## BEGIN SOURCE DATA
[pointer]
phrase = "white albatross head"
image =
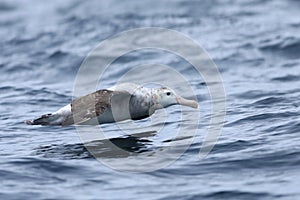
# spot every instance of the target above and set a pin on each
(164, 97)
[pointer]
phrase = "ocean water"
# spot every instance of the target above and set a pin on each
(254, 43)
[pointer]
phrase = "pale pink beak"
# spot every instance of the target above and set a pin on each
(186, 102)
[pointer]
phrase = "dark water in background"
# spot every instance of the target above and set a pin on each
(255, 44)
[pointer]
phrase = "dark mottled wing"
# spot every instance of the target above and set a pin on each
(92, 105)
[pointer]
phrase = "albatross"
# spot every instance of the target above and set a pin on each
(118, 103)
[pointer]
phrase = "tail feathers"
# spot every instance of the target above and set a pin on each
(46, 120)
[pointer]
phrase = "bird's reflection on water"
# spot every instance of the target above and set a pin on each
(107, 148)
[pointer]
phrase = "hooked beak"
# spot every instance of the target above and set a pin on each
(186, 102)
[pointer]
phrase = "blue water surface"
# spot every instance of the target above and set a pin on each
(256, 46)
## END SOURCE DATA
_GOAL_
Recast all of the data above as a numbered list with no blank lines, and leave the pictures out of your answer.

_THE REPLY_
1. [pointer]
2. phrase = "white albatross head"
3. image =
4. # spot every instance of the target above and set a pin on each
5. (164, 97)
6. [pointer]
7. phrase = "ocean water"
8. # spot every instance of the target above and set a pin on each
9. (254, 43)
10. [pointer]
11. phrase = "pale pink beak"
12. # spot every instance of the target above and set a pin on each
13. (186, 102)
14. [pointer]
15. phrase = "dark water in background"
16. # spot every instance of the target above and set a pin on each
17. (255, 44)
18. [pointer]
19. phrase = "dark mottled wing"
20. # spot every instance of the target above and set a pin on each
21. (92, 105)
22. [pointer]
23. phrase = "albatross"
24. # spot every instance of the target above and set a pin on each
25. (118, 103)
26. [pointer]
27. phrase = "tail feathers"
28. # spot every instance of the target above and set a pin on each
29. (46, 120)
30. [pointer]
31. phrase = "bird's reflection on water"
32. # spot every instance of the target above and set a pin on each
33. (107, 148)
34. [pointer]
35. phrase = "hooked beak"
36. # spot every instance of the target above and set a pin on each
37. (186, 102)
38. [pointer]
39. phrase = "blue water surface"
40. # spot every instance of the target above and set a pin on each
41. (256, 46)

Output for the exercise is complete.